= Assigned task =
Below are the entries; return exactly the line with "negative clicks: (334, 335)" and every later line, without anything else.

◇ ◇ ◇ ◇ ◇

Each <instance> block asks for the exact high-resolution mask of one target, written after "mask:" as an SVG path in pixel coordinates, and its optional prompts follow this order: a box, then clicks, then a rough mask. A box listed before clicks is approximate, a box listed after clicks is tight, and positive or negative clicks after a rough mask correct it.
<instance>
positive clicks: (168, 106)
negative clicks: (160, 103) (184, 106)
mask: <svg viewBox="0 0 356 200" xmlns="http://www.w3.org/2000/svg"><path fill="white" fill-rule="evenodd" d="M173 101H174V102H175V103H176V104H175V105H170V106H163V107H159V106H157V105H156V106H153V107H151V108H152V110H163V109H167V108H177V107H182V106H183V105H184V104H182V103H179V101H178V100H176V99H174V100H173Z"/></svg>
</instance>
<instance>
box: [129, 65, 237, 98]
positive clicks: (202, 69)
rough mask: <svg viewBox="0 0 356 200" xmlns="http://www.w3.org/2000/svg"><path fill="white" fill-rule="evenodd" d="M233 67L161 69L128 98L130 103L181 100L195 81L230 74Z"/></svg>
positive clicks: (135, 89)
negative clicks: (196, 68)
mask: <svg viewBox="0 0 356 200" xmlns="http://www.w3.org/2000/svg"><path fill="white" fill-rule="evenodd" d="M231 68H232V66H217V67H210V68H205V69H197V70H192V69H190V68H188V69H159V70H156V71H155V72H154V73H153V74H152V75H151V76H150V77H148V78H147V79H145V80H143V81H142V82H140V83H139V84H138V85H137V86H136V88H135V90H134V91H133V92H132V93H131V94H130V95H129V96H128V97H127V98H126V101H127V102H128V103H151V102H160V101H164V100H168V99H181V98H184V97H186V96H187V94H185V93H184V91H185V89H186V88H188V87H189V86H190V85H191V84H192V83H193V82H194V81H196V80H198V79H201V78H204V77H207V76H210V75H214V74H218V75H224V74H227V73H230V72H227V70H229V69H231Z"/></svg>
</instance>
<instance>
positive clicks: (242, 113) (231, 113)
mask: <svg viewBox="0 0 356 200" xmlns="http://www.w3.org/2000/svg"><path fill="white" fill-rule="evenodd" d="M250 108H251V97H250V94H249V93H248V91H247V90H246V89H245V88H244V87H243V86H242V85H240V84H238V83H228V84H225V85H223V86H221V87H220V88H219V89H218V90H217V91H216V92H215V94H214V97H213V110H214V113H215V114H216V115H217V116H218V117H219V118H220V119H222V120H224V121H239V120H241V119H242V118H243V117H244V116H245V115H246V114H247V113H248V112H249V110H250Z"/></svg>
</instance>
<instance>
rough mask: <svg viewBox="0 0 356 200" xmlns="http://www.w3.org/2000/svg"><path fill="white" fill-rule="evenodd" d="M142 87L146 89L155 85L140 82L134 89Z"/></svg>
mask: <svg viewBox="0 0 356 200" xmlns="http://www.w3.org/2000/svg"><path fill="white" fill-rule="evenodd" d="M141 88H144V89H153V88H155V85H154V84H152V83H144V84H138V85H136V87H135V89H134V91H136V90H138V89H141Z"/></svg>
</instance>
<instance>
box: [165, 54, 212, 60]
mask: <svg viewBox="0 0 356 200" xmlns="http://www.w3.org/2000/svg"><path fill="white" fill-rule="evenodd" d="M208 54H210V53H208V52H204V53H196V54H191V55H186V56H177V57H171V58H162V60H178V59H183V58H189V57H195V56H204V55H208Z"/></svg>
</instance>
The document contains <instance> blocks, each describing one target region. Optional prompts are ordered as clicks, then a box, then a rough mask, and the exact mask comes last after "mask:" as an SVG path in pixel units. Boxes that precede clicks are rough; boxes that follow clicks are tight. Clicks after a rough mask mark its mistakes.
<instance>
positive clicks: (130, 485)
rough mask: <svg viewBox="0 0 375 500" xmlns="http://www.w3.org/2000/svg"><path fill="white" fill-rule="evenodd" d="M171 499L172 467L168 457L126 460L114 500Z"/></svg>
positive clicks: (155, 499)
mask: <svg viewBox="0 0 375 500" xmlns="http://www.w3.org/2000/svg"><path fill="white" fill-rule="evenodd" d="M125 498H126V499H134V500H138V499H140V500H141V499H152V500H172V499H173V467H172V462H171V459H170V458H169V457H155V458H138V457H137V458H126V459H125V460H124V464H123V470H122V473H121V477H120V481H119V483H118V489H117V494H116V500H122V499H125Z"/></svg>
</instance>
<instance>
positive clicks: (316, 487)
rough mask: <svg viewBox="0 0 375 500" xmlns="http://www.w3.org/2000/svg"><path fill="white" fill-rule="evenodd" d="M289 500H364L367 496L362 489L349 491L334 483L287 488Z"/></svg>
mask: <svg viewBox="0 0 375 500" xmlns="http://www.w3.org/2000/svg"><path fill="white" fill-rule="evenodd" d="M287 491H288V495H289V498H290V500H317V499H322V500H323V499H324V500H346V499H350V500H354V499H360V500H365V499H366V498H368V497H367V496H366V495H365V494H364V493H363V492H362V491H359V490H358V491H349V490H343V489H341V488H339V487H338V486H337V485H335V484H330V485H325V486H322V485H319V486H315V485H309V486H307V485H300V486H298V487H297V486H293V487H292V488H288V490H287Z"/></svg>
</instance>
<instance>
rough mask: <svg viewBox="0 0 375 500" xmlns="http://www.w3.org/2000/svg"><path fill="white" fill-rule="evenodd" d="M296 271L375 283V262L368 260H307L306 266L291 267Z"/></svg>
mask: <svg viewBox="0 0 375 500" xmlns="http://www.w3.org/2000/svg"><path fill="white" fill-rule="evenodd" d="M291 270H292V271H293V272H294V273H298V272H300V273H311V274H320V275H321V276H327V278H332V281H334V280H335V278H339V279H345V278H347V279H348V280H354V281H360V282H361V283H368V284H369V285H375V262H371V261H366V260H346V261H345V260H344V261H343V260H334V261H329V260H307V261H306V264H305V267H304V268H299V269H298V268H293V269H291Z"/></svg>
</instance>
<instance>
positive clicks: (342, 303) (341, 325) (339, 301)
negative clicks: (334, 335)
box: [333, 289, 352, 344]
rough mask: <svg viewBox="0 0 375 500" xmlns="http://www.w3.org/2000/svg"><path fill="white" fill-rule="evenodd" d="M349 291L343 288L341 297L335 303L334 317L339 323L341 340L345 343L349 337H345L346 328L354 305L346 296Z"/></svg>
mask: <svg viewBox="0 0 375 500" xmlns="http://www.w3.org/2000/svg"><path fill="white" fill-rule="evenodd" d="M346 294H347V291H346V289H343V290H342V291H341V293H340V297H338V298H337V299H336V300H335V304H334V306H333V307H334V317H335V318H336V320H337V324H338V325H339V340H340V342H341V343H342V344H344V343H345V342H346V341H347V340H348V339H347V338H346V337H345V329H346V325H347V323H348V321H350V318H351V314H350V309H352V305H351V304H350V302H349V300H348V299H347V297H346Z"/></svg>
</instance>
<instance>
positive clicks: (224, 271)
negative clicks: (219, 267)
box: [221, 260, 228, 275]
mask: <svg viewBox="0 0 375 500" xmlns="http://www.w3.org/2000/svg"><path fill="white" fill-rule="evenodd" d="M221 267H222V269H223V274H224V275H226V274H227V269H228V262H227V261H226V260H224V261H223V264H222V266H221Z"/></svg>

◇ ◇ ◇ ◇ ◇

= Your response =
negative clicks: (334, 335)
box: [333, 289, 352, 344]
rough mask: <svg viewBox="0 0 375 500" xmlns="http://www.w3.org/2000/svg"><path fill="white" fill-rule="evenodd" d="M349 291L343 288L341 297L335 303L334 317L339 323L341 340L345 343L349 337H345L346 328L354 305L346 296Z"/></svg>
mask: <svg viewBox="0 0 375 500" xmlns="http://www.w3.org/2000/svg"><path fill="white" fill-rule="evenodd" d="M346 294H347V291H346V289H343V290H342V291H341V293H340V297H338V298H337V299H336V300H335V304H334V306H333V307H334V317H335V318H336V320H337V324H338V325H339V340H340V342H341V343H342V344H344V343H345V342H346V341H347V340H348V339H347V338H346V337H345V329H346V325H347V323H348V321H350V318H351V314H350V309H352V305H351V304H350V302H349V300H348V299H347V297H346Z"/></svg>
</instance>
<instance>
positive clicks: (224, 271)
negative clicks: (219, 267)
box: [221, 260, 228, 275]
mask: <svg viewBox="0 0 375 500" xmlns="http://www.w3.org/2000/svg"><path fill="white" fill-rule="evenodd" d="M221 267H222V269H223V274H224V275H226V274H227V269H228V262H227V261H226V260H224V261H223V264H222V266H221Z"/></svg>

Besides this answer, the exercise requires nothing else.